Seçilen metin:
━━━━━━━━
Suriye Devlet Başkanı Beşar Esad’ın son konuşması kamuoyuna ‘Türkiye ile görüşmek için Türk askerinin çekilmesi şartı’ diye sunuldu. Ancak bu doğru değil. Esad, böyle bir şartları olmadığını üstüne basa basa söylüyor. Tüm konuşması haberimizde

Suriye Devlet Başkanı Beşar Esad, Suriye Meclisinin dördüncü yasama oturumunun açılışında konuştu. Buradaki konuşmasının Türkiye ile ilgili kısmı kamuoyuna yansıdı ama konuşmasının önemli bir kısmına yer verilmedi. Konuşma Türkiye aleyhine gibi değerlendirildi. Türkiye’nin Suriye’den çekilmesi talebi öne çıkarıldı.
━━━━━━━━
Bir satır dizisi
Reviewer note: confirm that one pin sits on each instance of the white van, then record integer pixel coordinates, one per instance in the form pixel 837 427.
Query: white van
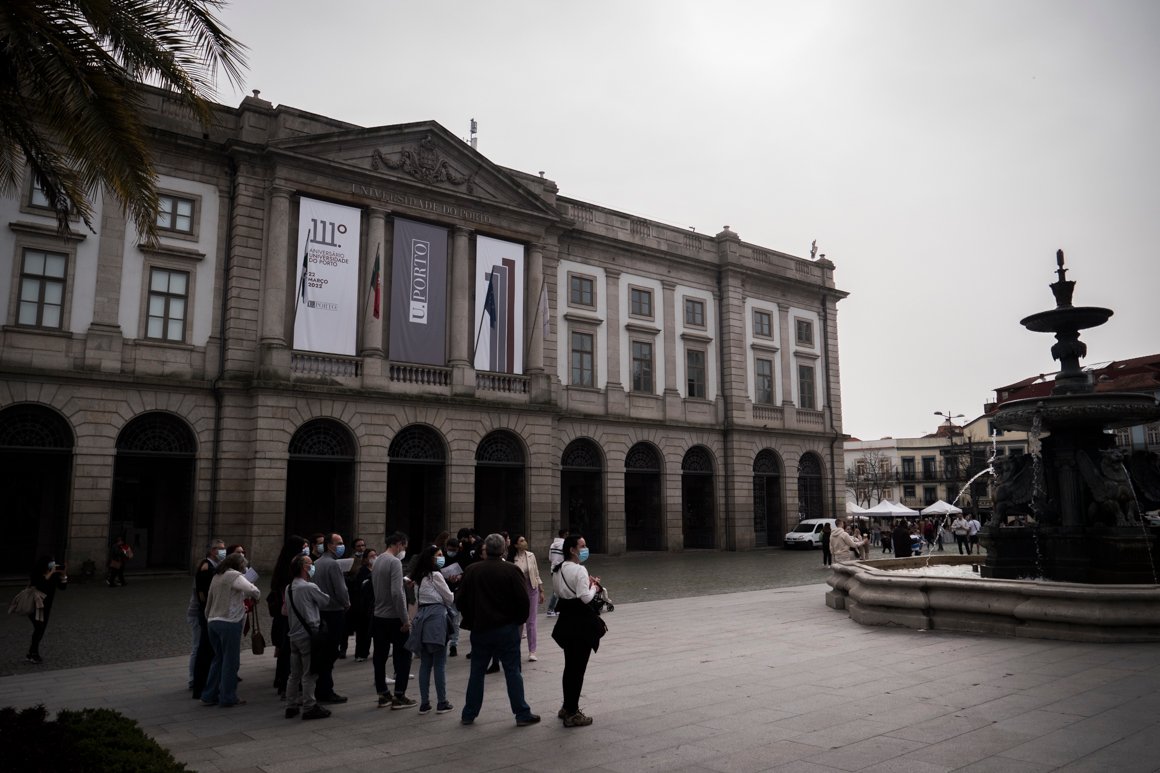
pixel 807 534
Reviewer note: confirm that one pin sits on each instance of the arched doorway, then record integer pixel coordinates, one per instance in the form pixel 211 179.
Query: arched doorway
pixel 768 518
pixel 417 485
pixel 500 485
pixel 320 479
pixel 810 498
pixel 153 490
pixel 582 492
pixel 644 504
pixel 698 518
pixel 36 446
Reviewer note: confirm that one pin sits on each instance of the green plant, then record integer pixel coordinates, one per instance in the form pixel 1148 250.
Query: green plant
pixel 88 741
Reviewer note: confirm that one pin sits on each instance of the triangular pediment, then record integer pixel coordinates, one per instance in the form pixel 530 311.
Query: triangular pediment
pixel 420 153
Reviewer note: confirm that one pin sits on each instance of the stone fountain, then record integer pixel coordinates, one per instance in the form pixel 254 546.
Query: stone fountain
pixel 1068 551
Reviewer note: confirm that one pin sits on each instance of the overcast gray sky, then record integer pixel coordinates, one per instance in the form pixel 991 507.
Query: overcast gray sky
pixel 939 152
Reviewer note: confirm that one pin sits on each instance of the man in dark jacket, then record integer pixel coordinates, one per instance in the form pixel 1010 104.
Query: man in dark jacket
pixel 901 540
pixel 493 601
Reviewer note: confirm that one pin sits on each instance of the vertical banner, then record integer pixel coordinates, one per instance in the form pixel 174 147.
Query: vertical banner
pixel 419 294
pixel 499 304
pixel 326 304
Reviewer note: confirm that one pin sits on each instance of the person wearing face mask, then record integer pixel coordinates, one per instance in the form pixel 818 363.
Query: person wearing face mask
pixel 494 604
pixel 301 604
pixel 391 623
pixel 48 577
pixel 225 609
pixel 452 572
pixel 573 629
pixel 526 562
pixel 330 580
pixel 280 627
pixel 202 654
pixel 429 627
pixel 354 612
pixel 364 599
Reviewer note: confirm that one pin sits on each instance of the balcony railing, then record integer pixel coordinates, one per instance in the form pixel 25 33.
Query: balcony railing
pixel 324 365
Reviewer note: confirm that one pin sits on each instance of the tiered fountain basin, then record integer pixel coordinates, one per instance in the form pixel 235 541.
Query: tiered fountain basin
pixel 875 593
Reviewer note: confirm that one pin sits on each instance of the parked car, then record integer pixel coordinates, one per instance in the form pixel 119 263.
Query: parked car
pixel 807 534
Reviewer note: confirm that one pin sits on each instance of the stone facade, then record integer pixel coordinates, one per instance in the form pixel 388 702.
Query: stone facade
pixel 175 421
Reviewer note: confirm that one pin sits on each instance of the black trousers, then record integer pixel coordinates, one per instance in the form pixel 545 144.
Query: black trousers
pixel 335 623
pixel 388 635
pixel 575 664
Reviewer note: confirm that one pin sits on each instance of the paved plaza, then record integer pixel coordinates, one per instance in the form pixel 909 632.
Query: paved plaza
pixel 763 679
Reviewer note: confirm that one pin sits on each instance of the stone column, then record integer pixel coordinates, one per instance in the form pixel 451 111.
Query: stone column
pixel 463 373
pixel 536 313
pixel 674 407
pixel 376 247
pixel 616 399
pixel 103 340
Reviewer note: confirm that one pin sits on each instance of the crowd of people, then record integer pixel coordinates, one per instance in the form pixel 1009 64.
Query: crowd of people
pixel 394 608
pixel 905 537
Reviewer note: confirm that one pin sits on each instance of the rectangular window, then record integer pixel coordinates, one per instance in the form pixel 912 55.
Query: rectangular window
━━━━━━━━
Yapılacak işler:
A. "pixel 235 541." ifadesini içeren satırdan başlayıp satırların sonuna kadar olan kısmı, "Query" sözcüğünü "Sorgu" ile değiştirerek yeniden yaz ve geri kalan her şeyi olduğu gibi bırak.
B. Esad'ın Suriye Meclisindeki konuşmasını anlatan metni kaldığı yerden devam ettir.
Metin ile satırlar arasında hiçbir bağlantı yoktur.

Görev çıktıları:
A.
Reviewer note: confirm that one pin sits on each instance of the tiered fountain basin, then record integer pixel coordinates, one per instance in the form pixel 235 541.
Sorgu: tiered fountain basin
pixel 875 593
Reviewer note: confirm that one pin sits on each instance of the parked car, then record integer pixel coordinates, one per instance in the form pixel 119 263.
Sorgu: parked car
pixel 807 534
Reviewer note: confirm that one pin sits on each instance of the stone facade, then record integer pixel coordinates, one per instance in the form pixel 388 702.
Sorgu: stone facade
pixel 175 421
Reviewer note: confirm that one pin sits on each instance of the black trousers, then record integer pixel coordinates, one per instance in the form pixel 545 144.
Sorgu: black trousers
pixel 335 623
pixel 388 635
pixel 575 664
Reviewer note: confirm that one pin sits on each instance of the paved plaza, then record integer pixel coordinates, one per instance in the form pixel 909 632.
Sorgu: paved plaza
pixel 763 679
Reviewer note: confirm that one pin sits on each instance of the stone column, then record integer pixel coordinates, one per instance in the form pixel 451 111.
Sorgu: stone column
pixel 463 373
pixel 536 313
pixel 674 407
pixel 376 247
pixel 616 399
pixel 103 340
Reviewer note: confirm that one pin sits on each instance of the crowd of people, then record integer pixel coordinates, one per instance in the form pixel 1009 64.
Sorgu: crowd of people
pixel 394 608
pixel 905 537
Reviewer note: confirm that one pin sits on each instance of the rectangular window, then record integer pixel coordinates, one per instance in the form pixel 912 55.
Sorgu: rectangular window

B.
‘BU BİR KOŞUL DEĞİL’

Oysa konuşmasındaki şu vurgular şart koşmak yerine ülkelerin haklarına dikkat çekiyor: “İlişkilerin normale dönmesi için samimi istek, öncelikle bu ilişkiyi bozan nedenlerin ortadan kaldırılmasını gerektirir. Bu da mevcut duruma yol açan politikaların geri alınmasını gerektiriyor ve bunlar bir koşul değil, sürecin başarısı için gereklilikler. Bu gereklilikler pek çok önemli unsuru bünyesinde barındırmaktadır, ancak bunların en başında devletlerin hakları gelmektedir. Ülke olarak hiçbir hakkımızdan hiçbir koşulda vazgeçmeyeceğiz. Haklarımızdan vazgeçmeyeceğiz ve başkalarının da haklarından vazgeçmesini talep etmeyeceğiz. Bu da bir mantıktır.”

‘ÇEKİLME ŞARTIMIZ YOK’

“Dolayısıyla bazı Türk yetkililerin zaman zaman ‘Suriye, Türkiye çekilmezse görüşmeyiz diyor’ demesi doğru değil. Bu gerçeklikten uzaktır. Bu konu üzerinde sistematik ve gerçekçi bir şekilde çalışıyoruz. Önemli olan hedeflerimizin net olması ve bu hedeflere doğru nasıl ilerleyeceğimizi bilmemizdir. Atılacak adımlar ne olursa olsun bunların temeli egemenlik olacak, sınırları egemenlik olacak, ölçütü de egemenlik olacaktır.”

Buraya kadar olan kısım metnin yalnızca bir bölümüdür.